Quoted passage
▬▬▬▬▬▬▬▬▬▬
We want the world to know that we no longer accept the inferior position of second-class citizenship. We are willing to go to jail, be ridiculed, spat upon and even suffer physical violence to obtain First Class Citizenship.
—Student newsletter, Barber-Scotia College, Concord, North Carolina, February 19601
As the lunch counter demonstrations spread across the South in early 1960, drawing in thousands of students and capturing the nation’s attention, everyone—blacks, whites, supporters, opponents, the students themselves—struggled to figure out what was happening. Why had college students suddenly emerged as the protagonists of the nation’s civil rights struggle? Why had they taken up this bold sit-in tactic? Why, of all the daily injustices that African Americans suffered in the South, did they focus on lunch counters? What was it about these particular protests that allowed them to catch on across the South like they did?
This chapter considers these questions from the perspective of the African American students who took part in the lunch counter protests in the winter and spring of 1960. When the students explained why they had been moved to action and what they hoped to achieve, one theme dominated: the sit-ins were about dignity. They spoke of the indignities of being refused service at a downtown lunch counter or cafeteria. They described the sense of pride they felt when they walked into one of these establishments, sat down, and refused to leave until served. Even efforts to embarrass and demean them—whites dumping food on their heads, knocking them off their stools, kicking them on the floor; police officers marching them out of the stores and into police stations; judges telling them they were criminals—became, in the eyes of the students, new opportunities to display and demand recognition of their inalienable dignity. “I will not accept a back seat,” announced one student leader following his first sit-in. “I will not accept being cast aside. I will not accept being ignored because I am a Negro.”2
It is tempting to leave it here, with the sit-ins as a parable of resilient human dignity. Generations of subjugation and humiliation created a reservoir of frustration that eventually overflowed, expressed in an act of youthful resistance so simple and humane that it thrust before the eyes of a reluctant nation an object lesson in the vicious delusions of white supremacy.
▬▬▬▬▬▬▬▬▬▬
Dataset records
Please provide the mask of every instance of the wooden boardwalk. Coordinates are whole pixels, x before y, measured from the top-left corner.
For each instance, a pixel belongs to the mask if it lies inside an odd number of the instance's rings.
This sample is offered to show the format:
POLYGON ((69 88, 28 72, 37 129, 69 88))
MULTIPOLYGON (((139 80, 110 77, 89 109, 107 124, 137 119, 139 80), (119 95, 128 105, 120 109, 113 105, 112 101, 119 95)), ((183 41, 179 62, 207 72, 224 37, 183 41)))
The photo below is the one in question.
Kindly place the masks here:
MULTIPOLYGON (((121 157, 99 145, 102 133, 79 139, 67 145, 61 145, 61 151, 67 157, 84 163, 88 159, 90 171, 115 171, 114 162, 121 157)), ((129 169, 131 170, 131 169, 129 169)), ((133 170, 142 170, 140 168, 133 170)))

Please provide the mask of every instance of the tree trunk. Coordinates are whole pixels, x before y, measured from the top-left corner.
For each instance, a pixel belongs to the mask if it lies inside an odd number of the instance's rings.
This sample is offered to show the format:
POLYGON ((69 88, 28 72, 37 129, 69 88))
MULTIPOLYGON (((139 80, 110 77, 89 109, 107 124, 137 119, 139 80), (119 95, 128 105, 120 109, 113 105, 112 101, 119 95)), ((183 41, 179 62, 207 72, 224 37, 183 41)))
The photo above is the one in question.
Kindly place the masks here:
▬▬▬▬▬▬▬▬▬▬
Exercise directions
In the passage on the 1960 lunch counter sit-ins, what theme dominated when the students explained why they were moved to action?

Written response
The sit-ins were about dignity.